-- Instructions to follow --
Identify each of the lines below that contains the word "carriage" and copy those lines in full.

-- Data excerpts --
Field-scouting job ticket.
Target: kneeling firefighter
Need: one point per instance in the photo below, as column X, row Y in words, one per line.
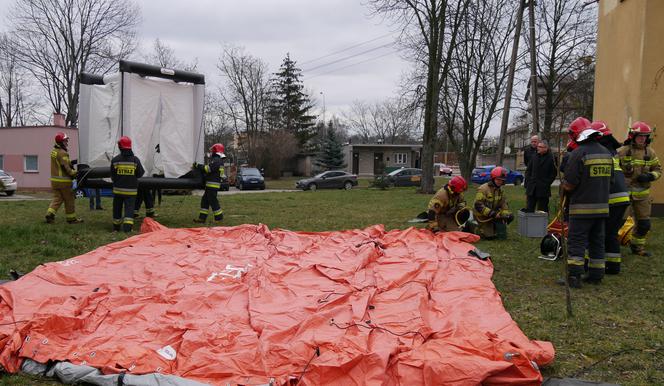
column 490, row 209
column 618, row 201
column 447, row 209
column 213, row 173
column 641, row 167
column 587, row 181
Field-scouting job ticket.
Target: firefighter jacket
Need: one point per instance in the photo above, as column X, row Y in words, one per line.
column 444, row 206
column 490, row 198
column 213, row 172
column 618, row 192
column 590, row 170
column 634, row 161
column 126, row 169
column 62, row 170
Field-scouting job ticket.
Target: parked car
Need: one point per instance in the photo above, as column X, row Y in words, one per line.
column 333, row 179
column 249, row 178
column 442, row 169
column 8, row 183
column 482, row 174
column 405, row 177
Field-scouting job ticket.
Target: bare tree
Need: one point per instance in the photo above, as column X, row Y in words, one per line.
column 59, row 39
column 392, row 120
column 246, row 94
column 217, row 123
column 478, row 77
column 164, row 56
column 430, row 30
column 566, row 31
column 17, row 106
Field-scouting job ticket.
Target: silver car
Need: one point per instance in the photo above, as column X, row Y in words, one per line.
column 8, row 183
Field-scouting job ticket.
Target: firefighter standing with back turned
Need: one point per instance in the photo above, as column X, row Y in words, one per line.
column 641, row 167
column 126, row 169
column 490, row 208
column 448, row 204
column 618, row 202
column 213, row 172
column 587, row 181
column 62, row 173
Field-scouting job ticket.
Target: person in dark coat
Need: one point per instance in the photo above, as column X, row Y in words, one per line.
column 541, row 173
column 530, row 151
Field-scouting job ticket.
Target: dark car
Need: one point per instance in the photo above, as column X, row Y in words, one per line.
column 482, row 174
column 405, row 177
column 249, row 178
column 333, row 179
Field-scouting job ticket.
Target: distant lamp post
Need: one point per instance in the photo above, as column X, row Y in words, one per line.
column 323, row 95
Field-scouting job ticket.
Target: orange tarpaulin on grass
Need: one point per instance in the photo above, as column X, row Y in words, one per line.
column 246, row 305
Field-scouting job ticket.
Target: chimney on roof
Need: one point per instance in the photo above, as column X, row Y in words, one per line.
column 58, row 120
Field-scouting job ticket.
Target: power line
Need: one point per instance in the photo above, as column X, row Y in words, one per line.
column 351, row 65
column 348, row 57
column 345, row 49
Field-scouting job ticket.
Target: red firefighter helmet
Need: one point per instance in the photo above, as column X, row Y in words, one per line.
column 499, row 172
column 217, row 148
column 640, row 128
column 61, row 137
column 457, row 184
column 577, row 126
column 124, row 143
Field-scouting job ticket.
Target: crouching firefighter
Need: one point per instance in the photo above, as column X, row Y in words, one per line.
column 62, row 172
column 213, row 173
column 641, row 167
column 126, row 169
column 490, row 209
column 447, row 209
column 587, row 181
column 618, row 202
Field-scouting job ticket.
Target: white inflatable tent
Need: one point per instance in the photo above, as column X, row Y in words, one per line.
column 153, row 106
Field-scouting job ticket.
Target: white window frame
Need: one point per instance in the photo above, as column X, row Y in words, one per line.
column 25, row 163
column 400, row 158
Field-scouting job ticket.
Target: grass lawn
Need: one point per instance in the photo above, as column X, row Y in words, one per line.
column 616, row 334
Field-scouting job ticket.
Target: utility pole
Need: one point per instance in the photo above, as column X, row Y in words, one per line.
column 533, row 68
column 510, row 85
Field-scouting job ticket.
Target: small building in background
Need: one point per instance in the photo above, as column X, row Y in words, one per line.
column 25, row 152
column 375, row 158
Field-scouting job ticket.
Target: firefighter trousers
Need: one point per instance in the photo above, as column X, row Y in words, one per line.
column 144, row 195
column 611, row 244
column 586, row 233
column 66, row 196
column 210, row 200
column 127, row 203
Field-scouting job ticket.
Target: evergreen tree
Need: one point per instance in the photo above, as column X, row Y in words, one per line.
column 290, row 106
column 331, row 154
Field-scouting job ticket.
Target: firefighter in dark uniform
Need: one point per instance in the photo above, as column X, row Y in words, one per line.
column 447, row 209
column 490, row 209
column 587, row 181
column 62, row 173
column 126, row 169
column 641, row 167
column 618, row 202
column 213, row 172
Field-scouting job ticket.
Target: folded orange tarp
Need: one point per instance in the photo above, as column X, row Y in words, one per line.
column 248, row 305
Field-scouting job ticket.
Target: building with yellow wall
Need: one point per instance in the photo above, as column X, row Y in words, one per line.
column 629, row 77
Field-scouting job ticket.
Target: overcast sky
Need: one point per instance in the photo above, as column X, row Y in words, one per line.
column 312, row 31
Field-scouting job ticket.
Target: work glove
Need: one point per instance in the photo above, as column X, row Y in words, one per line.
column 645, row 177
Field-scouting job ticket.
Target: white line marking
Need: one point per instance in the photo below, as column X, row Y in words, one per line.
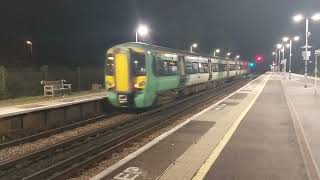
column 161, row 137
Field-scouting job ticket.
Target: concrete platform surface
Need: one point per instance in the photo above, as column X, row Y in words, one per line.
column 265, row 145
column 49, row 104
column 179, row 153
column 269, row 129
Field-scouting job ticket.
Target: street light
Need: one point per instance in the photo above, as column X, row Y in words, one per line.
column 216, row 51
column 306, row 53
column 194, row 45
column 142, row 30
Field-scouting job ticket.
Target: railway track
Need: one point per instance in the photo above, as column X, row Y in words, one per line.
column 61, row 160
column 55, row 131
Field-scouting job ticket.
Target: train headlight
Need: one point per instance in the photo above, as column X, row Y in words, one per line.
column 140, row 85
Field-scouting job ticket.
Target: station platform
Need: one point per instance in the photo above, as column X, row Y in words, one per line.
column 11, row 107
column 269, row 129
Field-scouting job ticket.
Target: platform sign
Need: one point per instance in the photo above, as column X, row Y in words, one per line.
column 306, row 55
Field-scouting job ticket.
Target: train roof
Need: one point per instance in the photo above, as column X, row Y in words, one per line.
column 165, row 49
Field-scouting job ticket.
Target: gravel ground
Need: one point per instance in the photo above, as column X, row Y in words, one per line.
column 16, row 151
column 98, row 167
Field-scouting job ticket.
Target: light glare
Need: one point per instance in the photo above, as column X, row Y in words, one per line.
column 285, row 39
column 316, row 17
column 298, row 17
column 143, row 30
column 296, row 38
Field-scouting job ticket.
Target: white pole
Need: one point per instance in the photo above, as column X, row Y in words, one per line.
column 284, row 63
column 136, row 36
column 290, row 58
column 306, row 61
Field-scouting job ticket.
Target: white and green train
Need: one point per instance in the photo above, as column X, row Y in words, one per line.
column 137, row 73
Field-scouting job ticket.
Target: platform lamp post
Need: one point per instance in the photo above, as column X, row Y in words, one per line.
column 228, row 55
column 306, row 54
column 317, row 54
column 279, row 47
column 286, row 39
column 194, row 45
column 216, row 51
column 274, row 53
column 142, row 30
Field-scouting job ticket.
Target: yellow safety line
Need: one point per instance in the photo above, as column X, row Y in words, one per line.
column 204, row 169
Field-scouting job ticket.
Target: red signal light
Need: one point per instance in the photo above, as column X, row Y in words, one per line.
column 259, row 59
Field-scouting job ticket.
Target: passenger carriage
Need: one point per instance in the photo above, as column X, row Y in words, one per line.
column 136, row 73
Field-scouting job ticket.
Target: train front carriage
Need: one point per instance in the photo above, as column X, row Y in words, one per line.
column 127, row 77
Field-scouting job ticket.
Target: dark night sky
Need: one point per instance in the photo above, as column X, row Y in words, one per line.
column 78, row 31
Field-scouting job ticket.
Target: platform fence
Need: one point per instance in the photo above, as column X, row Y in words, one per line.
column 25, row 81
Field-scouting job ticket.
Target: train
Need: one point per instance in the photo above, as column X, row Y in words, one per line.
column 136, row 74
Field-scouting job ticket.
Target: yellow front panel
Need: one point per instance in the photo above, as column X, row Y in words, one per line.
column 109, row 81
column 140, row 82
column 122, row 72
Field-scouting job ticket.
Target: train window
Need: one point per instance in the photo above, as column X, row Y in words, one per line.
column 214, row 67
column 201, row 70
column 232, row 67
column 222, row 67
column 195, row 67
column 138, row 64
column 110, row 65
column 205, row 68
column 167, row 67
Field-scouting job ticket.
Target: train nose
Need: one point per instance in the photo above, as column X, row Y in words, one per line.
column 122, row 73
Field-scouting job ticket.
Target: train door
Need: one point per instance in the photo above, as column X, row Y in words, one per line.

-- Output below --
Target: passenger carriage
Target: train front carriage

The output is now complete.